» Set exercise: Please rewrite these lines with "free-form query" replaced by "text query" everywhere and everything else unchanged.

◇ ◇ ◇ ◇

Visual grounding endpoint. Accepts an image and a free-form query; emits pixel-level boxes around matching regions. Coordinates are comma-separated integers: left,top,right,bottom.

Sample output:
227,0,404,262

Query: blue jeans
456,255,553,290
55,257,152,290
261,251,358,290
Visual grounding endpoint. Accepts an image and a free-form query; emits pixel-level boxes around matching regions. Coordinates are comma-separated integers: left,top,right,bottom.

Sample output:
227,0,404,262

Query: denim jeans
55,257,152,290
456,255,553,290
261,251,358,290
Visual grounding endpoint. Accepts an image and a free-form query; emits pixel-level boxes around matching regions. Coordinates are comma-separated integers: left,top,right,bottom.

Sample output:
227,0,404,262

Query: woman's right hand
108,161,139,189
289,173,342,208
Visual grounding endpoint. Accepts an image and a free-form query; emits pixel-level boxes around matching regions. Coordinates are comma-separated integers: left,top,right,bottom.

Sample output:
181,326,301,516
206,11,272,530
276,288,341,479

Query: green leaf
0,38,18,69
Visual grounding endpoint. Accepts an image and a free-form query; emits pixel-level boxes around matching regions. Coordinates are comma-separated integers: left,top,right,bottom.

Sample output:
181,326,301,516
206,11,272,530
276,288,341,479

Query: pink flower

◇ ◇ ◇ ◇

» Exercise solution:
Visual grounding endpoint. Accepts an image and a text query; emits pixel-level boxes around matching regions. Coordinates are comma-separated integers: left,top,right,bottom.

Sample output:
227,0,404,262

Query: blue jeans
456,255,553,290
55,257,152,290
261,251,358,290
Visual grounding endpoint. Accepts an image and a text query; emits pixel-level boxes around matching regions. Coordinates are comma-separated integers: left,top,right,bottom.

Sample output:
227,0,404,262

Query: denim jeans
55,257,152,290
456,255,553,290
261,251,358,290
Visual grounding endpoint. Accepts an image and a text query; emits pixel-level boxes around matching regions. Coordinates are comma-separated integers: left,top,right,bottom.

Sample output:
227,0,404,262

Query: woman's right hand
108,161,139,189
289,173,342,208
Visual grounding endpoint. Accepts an image and a text query; emits pixel-level boxes around matching regions. Coordinates are comma-separated integers: left,top,right,bottom.

Sample output:
181,326,301,516
206,11,272,530
276,288,341,479

Query: green leaf
0,38,18,69
Visual grounding endpoint. Accepts an image and a text query; emits pixel-level boxes around matching regions. Coordinates are comma-separated integers: left,top,right,bottom.

Sample output:
181,326,301,516
206,11,272,530
276,288,341,479

Query: pink flower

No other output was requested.